_PAGE TEXT_.
────────

By the middle of World War I, aircraft would have matured into
fighting machines capable of penetrating hundreds of miles behind
hostile enemy lines. In less than 15 short years the airplane
would move from an inventor's toy to a weapon of war.
Early European Aviation
Much experimentation with early aviation occurred
in France. The first manned hot-air balloons were built by the
Montgolfier brothers in 1783. In 1884 a French inventor built
the first successful dirigible. In 1890 Clement Ader, a French
electrical engineer, created a steam-powered heavier-than-air
machine that managed a brief uncontrolled hop. Despite Ader's
success, at the beginning of the 20th century most French would-be
aviators, with the one exception, seemed to be focused on lighter-than-air
research rather than heavier-than-air flight.

────────

_GIVEN INFORMATION_.
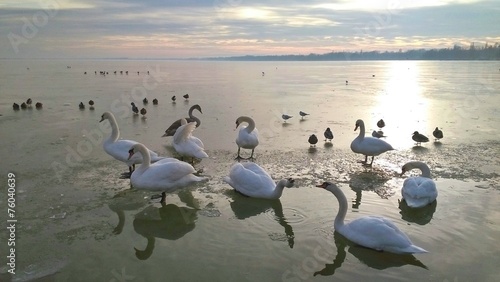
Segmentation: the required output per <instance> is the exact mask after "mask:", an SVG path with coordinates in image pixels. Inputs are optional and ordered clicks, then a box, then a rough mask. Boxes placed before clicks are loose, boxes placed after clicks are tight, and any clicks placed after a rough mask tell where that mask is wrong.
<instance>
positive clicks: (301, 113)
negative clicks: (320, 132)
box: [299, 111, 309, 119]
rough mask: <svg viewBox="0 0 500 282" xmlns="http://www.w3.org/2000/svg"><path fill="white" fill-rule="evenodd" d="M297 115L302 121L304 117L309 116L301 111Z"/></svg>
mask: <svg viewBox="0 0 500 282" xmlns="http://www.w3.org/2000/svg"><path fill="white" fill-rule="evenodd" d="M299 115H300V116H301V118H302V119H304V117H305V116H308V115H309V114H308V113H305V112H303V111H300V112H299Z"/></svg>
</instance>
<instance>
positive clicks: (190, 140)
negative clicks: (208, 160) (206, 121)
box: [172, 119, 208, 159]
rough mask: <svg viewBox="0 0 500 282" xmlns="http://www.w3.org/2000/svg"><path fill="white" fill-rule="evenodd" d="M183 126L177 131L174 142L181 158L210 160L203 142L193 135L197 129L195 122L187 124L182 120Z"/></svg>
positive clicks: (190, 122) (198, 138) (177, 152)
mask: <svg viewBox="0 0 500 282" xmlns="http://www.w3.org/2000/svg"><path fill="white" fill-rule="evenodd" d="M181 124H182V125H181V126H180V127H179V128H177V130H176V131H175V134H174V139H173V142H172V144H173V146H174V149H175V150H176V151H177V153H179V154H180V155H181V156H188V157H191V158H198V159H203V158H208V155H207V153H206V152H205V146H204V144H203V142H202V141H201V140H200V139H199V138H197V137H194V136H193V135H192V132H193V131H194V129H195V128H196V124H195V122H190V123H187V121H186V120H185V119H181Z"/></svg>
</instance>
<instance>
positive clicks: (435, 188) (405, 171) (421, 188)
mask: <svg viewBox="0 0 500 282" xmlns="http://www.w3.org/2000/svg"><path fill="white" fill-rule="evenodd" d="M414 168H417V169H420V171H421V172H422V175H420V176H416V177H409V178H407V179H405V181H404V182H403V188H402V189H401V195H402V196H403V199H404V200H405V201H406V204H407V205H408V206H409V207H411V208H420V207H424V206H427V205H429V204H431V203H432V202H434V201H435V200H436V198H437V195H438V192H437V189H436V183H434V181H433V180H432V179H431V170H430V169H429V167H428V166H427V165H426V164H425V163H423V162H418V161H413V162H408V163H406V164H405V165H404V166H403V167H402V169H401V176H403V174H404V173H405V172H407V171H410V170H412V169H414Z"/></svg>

────────

_DESCRIPTION OF THE TASK_.
In the passage on early aviation, who built the first manned hot-air balloons, and in what year?

_RESULT OF THE TASK_.
The Montgolfier brothers built them in 1783.